* **What to do**
Repeat only the stretch of lines below that runs from the line with "439L63 503L970 668L1437" through the line with "positive clicks: (195, 248)", unaltered.

* **Saved entries**
================

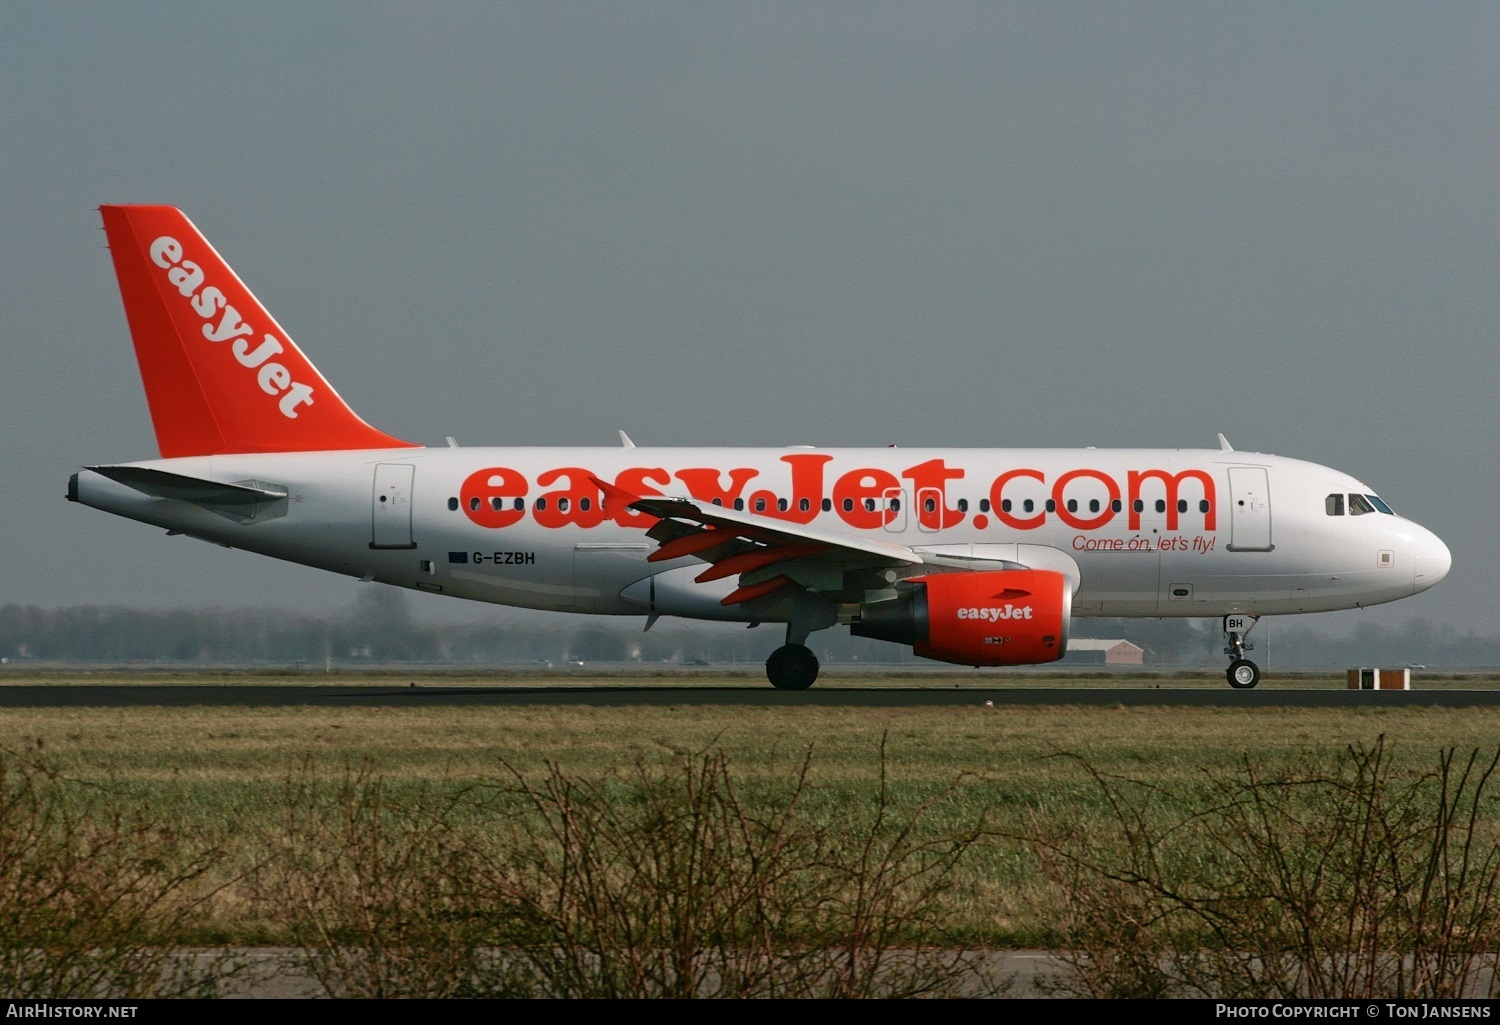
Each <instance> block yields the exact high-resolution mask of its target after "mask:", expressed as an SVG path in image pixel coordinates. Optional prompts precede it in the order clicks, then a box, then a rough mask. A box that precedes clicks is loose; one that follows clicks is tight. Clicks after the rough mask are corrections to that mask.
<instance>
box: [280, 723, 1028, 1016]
mask: <svg viewBox="0 0 1500 1025" xmlns="http://www.w3.org/2000/svg"><path fill="white" fill-rule="evenodd" d="M808 767H810V761H808V759H804V761H802V762H801V764H799V767H798V768H796V771H795V774H793V776H792V779H790V780H786V782H784V783H783V785H781V792H780V794H772V795H765V794H762V795H760V797H759V800H756V801H747V800H745V797H744V795H742V794H741V789H739V786H738V783H736V782H735V779H733V773H732V770H730V764H729V759H727V756H726V755H724V753H721V752H712V753H699V755H687V756H678V758H675V759H667V761H664V762H649V761H645V759H639V761H637V762H636V764H634V767H633V768H631V770H628V771H625V773H619V774H613V773H612V774H606V776H603V777H597V776H595V777H585V776H573V774H570V773H567V771H564V770H562V768H561V767H558V765H549V767H547V770H546V771H544V773H541V774H538V776H537V777H531V776H526V774H525V773H522V771H519V770H516V768H513V767H508V765H507V770H508V776H505V777H499V779H487V780H480V782H477V783H469V785H466V786H458V785H453V783H444V785H441V786H437V788H434V789H431V791H428V792H423V794H422V795H419V797H417V798H413V800H408V801H407V803H405V804H404V806H398V804H396V803H395V801H392V800H390V795H389V794H387V791H386V786H384V783H383V782H381V780H380V779H378V777H374V776H372V774H371V773H368V771H366V773H347V774H345V779H344V782H342V786H341V788H339V791H338V792H336V794H327V795H320V794H323V791H321V789H320V788H318V785H317V780H314V779H311V777H308V776H306V774H305V776H303V777H300V779H297V780H291V782H290V783H288V791H287V809H288V816H287V822H285V827H284V830H282V836H281V840H279V843H278V851H276V852H275V854H273V857H272V858H270V861H269V864H267V869H266V872H263V875H261V882H260V894H261V899H263V900H266V902H267V903H269V906H272V908H273V909H275V911H273V914H275V915H276V917H278V918H279V920H281V921H284V923H285V924H287V926H288V927H290V930H291V933H293V939H294V942H297V944H299V945H300V947H303V948H306V954H305V956H306V965H308V968H309V969H311V971H312V974H314V975H315V977H317V978H318V981H320V983H321V984H323V986H324V989H326V990H327V992H329V993H332V995H351V996H398V995H401V996H452V995H546V996H807V995H829V996H913V995H926V993H935V995H947V993H956V992H959V990H960V987H965V992H971V993H981V992H993V990H996V989H999V987H1001V986H999V984H998V983H995V981H993V980H987V978H986V977H984V975H983V974H977V972H975V968H977V965H978V960H980V959H978V957H977V956H974V954H966V953H965V951H960V950H954V948H953V944H951V942H948V939H950V938H948V935H947V932H945V930H944V926H942V921H944V917H945V914H944V912H945V900H947V896H948V893H950V887H951V884H950V870H951V869H953V867H954V864H956V863H957V861H959V860H962V858H963V857H965V855H966V854H968V852H969V849H971V848H972V846H974V843H975V842H978V839H980V836H981V831H980V828H978V824H975V825H974V828H969V830H965V831H963V833H962V834H959V836H950V837H941V839H930V837H924V836H921V824H922V821H924V816H926V815H927V812H929V809H930V807H932V806H933V804H935V803H938V801H941V800H944V797H945V795H947V794H948V792H950V791H945V792H944V794H939V795H938V797H935V798H932V800H930V801H927V803H926V804H922V806H921V807H918V809H916V810H915V812H910V813H904V815H895V813H894V810H892V798H891V794H889V786H888V782H886V779H885V773H883V747H882V777H880V786H879V789H877V792H876V794H874V795H873V804H871V807H870V809H867V810H859V809H840V813H841V815H843V819H841V821H838V822H837V824H834V822H829V821H825V819H820V818H817V816H814V815H811V813H810V812H808V810H807V807H805V804H807V801H805V798H807V794H808V791H810V782H808ZM330 812H332V815H330Z"/></svg>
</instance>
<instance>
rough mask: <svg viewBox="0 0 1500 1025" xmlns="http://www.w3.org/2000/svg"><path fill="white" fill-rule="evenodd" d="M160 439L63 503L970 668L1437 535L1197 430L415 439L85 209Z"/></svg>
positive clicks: (195, 248)
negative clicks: (1174, 441) (1126, 440)
mask: <svg viewBox="0 0 1500 1025" xmlns="http://www.w3.org/2000/svg"><path fill="white" fill-rule="evenodd" d="M99 210H101V215H102V219H104V228H105V236H107V239H108V246H110V255H111V260H113V263H114V270H115V275H117V279H118V285H120V294H121V299H123V300H124V312H126V321H127V324H129V330H130V338H132V341H133V345H135V353H136V360H138V363H139V371H141V378H142V383H144V386H145V396H147V405H148V407H150V414H151V422H153V426H154V431H156V440H157V447H159V450H160V458H159V459H144V461H139V462H123V464H105V465H92V467H84V468H83V470H80V471H78V473H75V474H72V477H71V479H69V483H68V498H69V501H77V503H83V504H86V506H92V507H95V509H102V510H105V512H110V513H115V515H118V516H126V518H129V519H136V521H141V522H145V524H151V525H156V527H162V528H165V530H166V533H168V534H187V536H190V537H198V539H202V540H207V542H213V543H217V545H223V546H228V548H237V549H245V551H251V552H260V554H263V555H270V557H273V558H282V560H288V561H293V563H300V564H303V566H314V567H318V569H324V570H330V572H335V573H345V575H348V576H354V578H359V579H363V581H380V582H384V584H393V585H396V587H410V588H417V590H423V591H429V593H434V594H447V596H453V597H460V599H471V600H478V602H493V603H499V605H511V606H523V608H532V609H552V611H558V612H586V614H603V615H634V617H645V620H646V629H649V627H651V624H652V623H655V621H657V618H658V617H663V615H667V617H684V618H693V620H720V621H735V623H747V624H750V626H756V624H760V623H774V624H784V629H786V641H784V644H783V645H780V647H778V648H777V650H775V651H774V653H772V654H771V657H769V659H768V660H766V666H765V669H766V678H768V680H769V681H771V684H772V686H775V687H778V689H787V690H801V689H805V687H808V686H811V684H813V681H814V680H816V678H817V672H819V662H817V657H816V656H814V654H813V651H811V650H810V648H808V647H807V639H808V636H810V635H811V633H813V632H817V630H823V629H828V627H834V626H838V624H843V626H847V627H849V630H850V632H852V633H855V635H858V636H864V638H876V639H882V641H889V642H895V644H901V645H907V647H910V648H912V650H913V651H915V653H916V654H919V656H924V657H927V659H936V660H941V662H950V663H957V665H971V666H1014V665H1041V663H1047V662H1055V660H1058V659H1061V657H1062V656H1064V654H1065V653H1067V648H1068V630H1070V624H1071V620H1073V617H1080V618H1082V617H1217V618H1220V620H1221V624H1223V630H1224V641H1226V645H1224V653H1226V654H1227V656H1229V659H1230V663H1229V668H1227V669H1226V678H1227V681H1229V684H1230V686H1233V687H1238V689H1248V687H1254V686H1256V684H1257V683H1259V681H1260V677H1262V671H1260V666H1259V665H1257V663H1256V662H1253V660H1251V659H1247V657H1245V653H1247V651H1248V650H1251V648H1253V647H1254V645H1253V644H1251V642H1250V633H1251V630H1253V629H1254V626H1256V624H1257V621H1259V620H1260V617H1265V615H1284V614H1299V612H1319V611H1331V609H1352V608H1362V606H1367V605H1377V603H1382V602H1394V600H1398V599H1403V597H1407V596H1410V594H1416V593H1421V591H1425V590H1427V588H1430V587H1433V585H1434V584H1437V582H1439V581H1440V579H1443V576H1445V575H1446V573H1448V572H1449V569H1451V566H1452V555H1451V554H1449V549H1448V546H1446V545H1445V543H1443V542H1442V540H1440V539H1439V537H1437V536H1436V534H1433V533H1431V531H1428V530H1425V528H1424V527H1421V525H1418V524H1416V522H1413V521H1410V519H1407V518H1404V516H1400V515H1397V513H1395V512H1394V510H1392V509H1391V506H1388V504H1386V503H1385V501H1382V498H1380V497H1379V495H1377V494H1376V491H1374V489H1373V488H1370V486H1367V485H1365V483H1362V482H1359V480H1356V479H1355V477H1352V476H1349V474H1346V473H1341V471H1338V470H1332V468H1329V467H1322V465H1316V464H1313V462H1304V461H1299V459H1290V458H1281V456H1274V455H1262V453H1251V452H1239V450H1235V449H1233V447H1232V446H1230V444H1229V443H1227V441H1226V440H1224V435H1220V446H1218V447H1217V449H897V447H868V449H820V447H814V446H792V447H786V449H748V447H742V449H739V447H636V446H634V444H633V443H631V441H630V438H628V435H625V434H624V432H622V431H621V432H619V444H618V446H601V447H499V449H481V447H459V446H458V444H456V443H455V441H453V440H452V438H449V444H447V447H425V446H420V444H414V443H410V441H402V440H399V438H395V437H392V435H389V434H384V432H381V431H380V429H377V428H374V426H371V425H369V423H366V422H365V420H363V419H360V417H359V414H356V413H354V410H351V408H350V407H348V404H345V402H344V399H341V398H339V395H338V392H335V390H333V386H332V384H329V381H327V380H326V378H324V377H323V375H321V374H320V372H318V369H317V368H315V366H314V365H312V363H311V362H309V360H308V357H306V356H305V354H303V353H302V350H300V348H297V345H296V344H294V342H293V339H291V336H290V335H288V333H287V332H285V330H284V329H282V327H281V324H278V323H276V320H275V318H273V317H272V315H270V312H267V311H266V308H264V306H261V303H260V302H258V300H257V299H255V297H254V296H252V294H251V291H249V288H246V285H245V284H243V282H242V281H240V279H239V278H237V276H236V273H234V272H233V270H231V269H229V264H228V263H225V260H223V258H222V257H220V255H219V254H217V252H216V251H214V249H213V246H211V245H210V243H208V242H207V240H205V239H204V236H202V234H201V233H199V231H198V228H195V227H193V224H192V222H190V221H189V219H187V218H186V216H184V215H183V213H181V212H180V210H177V209H174V207H166V206H104V207H101V209H99Z"/></svg>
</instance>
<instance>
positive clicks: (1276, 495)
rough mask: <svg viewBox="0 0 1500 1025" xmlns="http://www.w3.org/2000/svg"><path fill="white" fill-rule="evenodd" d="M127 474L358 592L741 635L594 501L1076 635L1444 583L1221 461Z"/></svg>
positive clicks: (1438, 550) (1335, 478)
mask: <svg viewBox="0 0 1500 1025" xmlns="http://www.w3.org/2000/svg"><path fill="white" fill-rule="evenodd" d="M129 465H132V467H147V468H156V470H165V471H168V473H174V474H183V476H186V477H195V479H204V480H213V482H222V483H226V485H229V483H245V482H258V483H260V485H270V486H275V488H276V489H279V491H285V492H287V498H282V500H278V501H267V503H263V504H260V506H252V507H245V506H240V507H236V509H214V507H211V504H210V506H205V504H201V503H192V501H181V500H174V498H160V497H150V495H147V494H142V492H141V491H136V489H132V488H129V486H126V485H123V483H117V482H114V480H111V479H108V477H105V476H102V474H99V473H95V471H87V470H86V471H81V473H80V474H78V479H77V483H75V491H77V495H75V497H77V498H78V501H81V503H84V504H89V506H95V507H98V509H104V510H108V512H113V513H117V515H121V516H129V518H132V519H139V521H142V522H148V524H156V525H157V527H165V528H168V530H172V531H181V533H184V534H190V536H195V537H201V539H205V540H210V542H216V543H220V545H228V546H233V548H242V549H246V551H254V552H260V554H264V555H272V557H275V558H284V560H288V561H294V563H302V564H306V566H315V567H320V569H326V570H333V572H338V573H347V575H350V576H357V578H365V579H374V581H381V582H386V584H395V585H399V587H416V588H422V590H428V591H434V593H441V594H449V596H455V597H465V599H472V600H481V602H495V603H501V605H514V606H525V608H535V609H552V611H564V612H597V614H612V615H643V614H649V612H660V614H669V615H691V617H702V618H739V620H742V618H748V617H747V614H745V612H742V611H741V609H736V608H733V606H730V608H723V606H721V605H720V603H718V599H721V597H723V596H724V594H726V593H727V591H729V590H732V587H733V585H735V581H733V579H726V581H714V582H711V584H693V582H691V578H693V575H694V573H696V572H697V570H700V569H702V567H703V564H702V563H700V561H697V560H694V558H693V557H690V555H688V557H682V558H678V560H670V561H655V563H648V561H646V557H648V555H649V554H651V552H652V551H654V549H655V543H652V542H651V540H649V539H646V536H645V530H646V528H648V527H649V524H651V522H652V521H649V518H645V516H642V515H640V513H631V512H628V510H625V509H607V507H601V503H603V501H604V500H603V497H601V494H600V489H598V488H597V485H594V483H592V480H591V477H597V479H601V480H606V482H610V483H616V485H619V486H621V488H624V489H627V491H633V492H634V494H660V495H681V497H691V498H694V500H697V501H699V503H715V500H717V504H721V506H724V507H735V503H736V500H738V503H739V507H741V509H742V510H744V512H747V513H754V515H763V516H766V518H768V519H771V521H775V522H787V521H790V522H796V524H802V525H808V527H814V528H817V530H820V531H834V533H838V534H846V536H856V537H864V539H876V540H885V542H894V543H897V545H903V546H906V548H910V549H915V551H916V552H919V554H924V555H926V554H933V555H957V557H965V558H977V560H1005V561H1010V563H1022V564H1026V566H1035V567H1044V569H1058V570H1062V572H1064V573H1067V575H1068V576H1070V579H1071V582H1073V587H1074V597H1073V614H1074V615H1085V617H1091V615H1092V617H1098V615H1109V617H1116V615H1119V617H1190V615H1196V617H1209V615H1227V614H1236V612H1244V614H1250V615H1271V614H1292V612H1316V611H1329V609H1347V608H1356V606H1364V605H1376V603H1380V602H1391V600H1395V599H1401V597H1407V596H1410V594H1415V593H1418V591H1422V590H1425V588H1428V587H1431V585H1433V584H1436V582H1437V581H1439V579H1442V578H1443V575H1445V573H1446V572H1448V569H1449V564H1451V557H1449V552H1448V548H1446V546H1445V545H1443V542H1442V540H1439V539H1437V537H1436V536H1434V534H1433V533H1431V531H1428V530H1425V528H1424V527H1421V525H1418V524H1415V522H1412V521H1409V519H1404V518H1401V516H1398V515H1394V513H1388V512H1382V510H1379V509H1377V510H1376V512H1368V513H1364V515H1350V512H1352V510H1353V507H1355V506H1358V504H1359V503H1355V501H1353V500H1350V498H1349V495H1364V497H1373V494H1374V492H1373V489H1370V488H1368V486H1365V485H1364V483H1361V482H1359V480H1356V479H1353V477H1350V476H1347V474H1344V473H1340V471H1337V470H1331V468H1328V467H1320V465H1316V464H1311V462H1302V461H1298V459H1286V458H1280V456H1271V455H1259V453H1250V452H1233V450H1188V449H1176V450H1158V449H1151V450H1148V449H1083V450H1079V449H1068V450H1064V449H942V450H938V449H826V450H825V449H639V447H634V449H633V447H610V449H550V447H535V449H460V447H455V449H393V450H356V452H306V453H278V455H220V456H192V458H180V459H156V461H147V462H139V464H129ZM1332 495H1340V497H1341V500H1340V503H1338V509H1340V513H1338V515H1335V513H1334V512H1332V510H1334V504H1332V500H1331V497H1332ZM1376 506H1380V503H1379V498H1377V500H1376ZM652 578H654V579H652ZM829 590H835V587H834V585H832V584H831V585H829Z"/></svg>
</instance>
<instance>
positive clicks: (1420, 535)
mask: <svg viewBox="0 0 1500 1025" xmlns="http://www.w3.org/2000/svg"><path fill="white" fill-rule="evenodd" d="M1416 540H1418V543H1416V581H1415V582H1416V590H1418V591H1425V590H1427V588H1430V587H1433V584H1437V582H1439V581H1440V579H1443V578H1445V576H1448V570H1451V569H1452V567H1454V554H1452V552H1451V551H1448V545H1445V543H1443V539H1442V537H1439V536H1437V534H1434V533H1433V531H1430V530H1422V531H1421V533H1419V536H1418V539H1416Z"/></svg>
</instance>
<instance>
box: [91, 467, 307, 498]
mask: <svg viewBox="0 0 1500 1025" xmlns="http://www.w3.org/2000/svg"><path fill="white" fill-rule="evenodd" d="M89 470H93V471H95V473H98V474H99V476H102V477H108V479H110V480H115V482H118V483H121V485H124V486H126V488H133V489H135V491H139V492H141V494H142V495H151V497H153V498H177V500H178V501H190V503H193V504H198V506H255V504H258V503H263V501H278V500H281V498H285V497H287V489H285V488H276V485H267V483H264V482H261V480H255V482H245V483H233V485H231V483H222V482H219V480H202V479H201V477H186V476H183V474H180V473H166V471H165V470H150V468H147V467H89Z"/></svg>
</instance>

================

* **Completed task**
rough mask: <svg viewBox="0 0 1500 1025" xmlns="http://www.w3.org/2000/svg"><path fill="white" fill-rule="evenodd" d="M160 439L63 503L970 668L1437 535L1197 430L415 439L85 209Z"/></svg>
positive clicks: (195, 248)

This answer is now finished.